**Okuma metni:**
###

11 Ekim seçimlerinde; eğer 2. tur olacaksa, çok büyük bir olasılıkla bu turda Akıncı ile Tatar yarışacak…
Ersin Tatar; hem popülist, hem de polemikçi bir “siyasetçi” profili çiziyor…
Ama en büyük özelliği; kendisini UBP ile ve bu partinin geleneksel fanatik partizanlığı ile özdeşleştirmesi…
Seçim kampanyasında, UBP’liler ona müthiş “gaz” veriyor ve “partisi ile yapışık” kendi bilinmez geleceğine yürüyor…
Siyasette adeta “UBP dışında bir hiç” gibi duruyor…
Tabii; Tatar’ın UBP Başkanlığı’na gelmesi hiç de kolay olmadı…
“Siyasi hedef”ini çok önceden belirledi ve kapı kapı dolaşarak, ada üzerinde sıkmadık UBP’li eli bırakmadığı gibi, hemen hemen hiçbir cenazeyi, hiçbir düğünü kaçırmadı…
Ancak; Başbakan olduktan sonra, UBP içindeki “yerleşik” derin odakların menfaat çemberinde bir o yana, bir bu yana savruldu…
Babası Rüstem Tatar, 1986’da UBP’li üyelerin genel kurulda oyları ile adaylığı reddedilen ve UBP’de barınamayan ilk bakan olmasına karşın, kendisi bu “akıbete” henüz uğramadı…
UBP’de aslolanın “Üleşme” olduğunu, kısa sürede öğrendi ama gene de etrafında bir “gücenenler” ordusu oluşmasını önleyemedi…
Bu yılın Ocak ayından beridir partililerine devlette ne varsa “dağıtıyor…”
Bu süreçte; bu “devletçik” hem kendisinin, hem de UBP’li bazı kodamanların elinde “maskara” oldu…
Mart ayında, “Covid 19” süreci başlayınca, “Olağanüstü durum” nedeniyle Tatar’ın “Har vurup harman savuran” tavırları, neredeyse “meşruiyet” kazandı…
Muhalefetin uyuması, sivil toplumun evlere hapsedilmesi “yetkilerini kötüye kullanmak” için ona müthiş bir hareket alanı yarattı…
Kendi kendine “olağanüstü” yetkiler bahşetti… Hiçbir kurumu ya da kişiyi dinlemeyen, dünyanın en “otoriter” Başbakanı oldu…
Anayasa’yı bir kenara attı… Parti kılıcını çekti ve yürüdü…
Kimse ile “sorumluluğu” paylaşmaya yanaşmadı…
13 Mart’ta Cumhurbaşkanı Akıncı; tüm partilerle ortak toplantı yaptıktan sonra, Bakanlar Kurulu’nu acilen yazılı olarak toplantıya çağırdığında panik oldu ve “şahsi korkuları”nı toplum önünde yaşadı.

###

**Verilen bilgiler:**
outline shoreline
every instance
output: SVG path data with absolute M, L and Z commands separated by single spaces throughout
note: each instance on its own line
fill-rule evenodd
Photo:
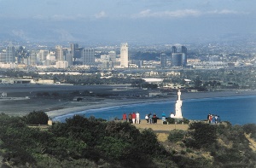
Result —
M 141 103 L 149 103 L 149 102 L 158 102 L 158 101 L 169 101 L 177 100 L 176 95 L 172 95 L 171 97 L 165 98 L 147 98 L 147 99 L 105 99 L 103 102 L 99 102 L 98 104 L 91 103 L 89 105 L 72 107 L 58 110 L 48 111 L 46 113 L 51 119 L 55 117 L 63 116 L 66 114 L 71 114 L 81 111 L 86 111 L 90 109 L 99 109 L 103 107 L 111 107 L 124 105 L 131 104 L 141 104 Z M 195 92 L 195 93 L 182 93 L 182 100 L 191 100 L 191 99 L 204 99 L 204 98 L 218 98 L 218 97 L 235 97 L 235 96 L 256 96 L 256 90 L 225 90 L 225 91 L 211 91 L 211 92 Z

###

**Alıştırma görevleri:**
[1] Ersin Tatar hakkındaki yazıdan, "Bu süreçte; bu" sözlerinin geçtiği yerden başlayan bölümü hiç değiştirmeden yazın; "toplum önünde yaşadı." sözlerinden sonra durun.
[2] Ersin Tatar hakkındaki yazıya göre, babası Rüstem Tatar'ın adaylığı UBP genel kurulunda hangi yıl reddedildi?
Kayıtlar başka bir kaynaktan alınmıştır.

**Görev yanıtları:**
[1]
Bu süreçte; bu “devletçik” hem kendisinin, hem de UBP’li bazı kodamanların elinde “maskara” oldu…
Mart ayında, “Covid 19” süreci başlayınca, “Olağanüstü durum” nedeniyle Tatar’ın “Har vurup harman savuran” tavırları, neredeyse “meşruiyet” kazandı…
Muhalefetin uyuması, sivil toplumun evlere hapsedilmesi “yetkilerini kötüye kullanmak” için ona müthiş bir hareket alanı yarattı…
Kendi kendine “olağanüstü” yetkiler bahşetti… Hiçbir kurumu ya da kişiyi dinlemeyen, dünyanın en “otoriter” Başbakanı oldu…
Anayasa’yı bir kenara attı… Parti kılıcını çekti ve yürüdü…
Kimse ile “sorumluluğu” paylaşmaya yanaşmadı…
13 Mart’ta Cumhurbaşkanı Akıncı; tüm partilerle ortak toplantı yaptıktan sonra, Bakanlar Kurulu’nu acilen yazılı olarak toplantıya çağırdığında panik oldu ve “şahsi korkuları”nı toplum önünde yaşadı.

[2] 1986'da.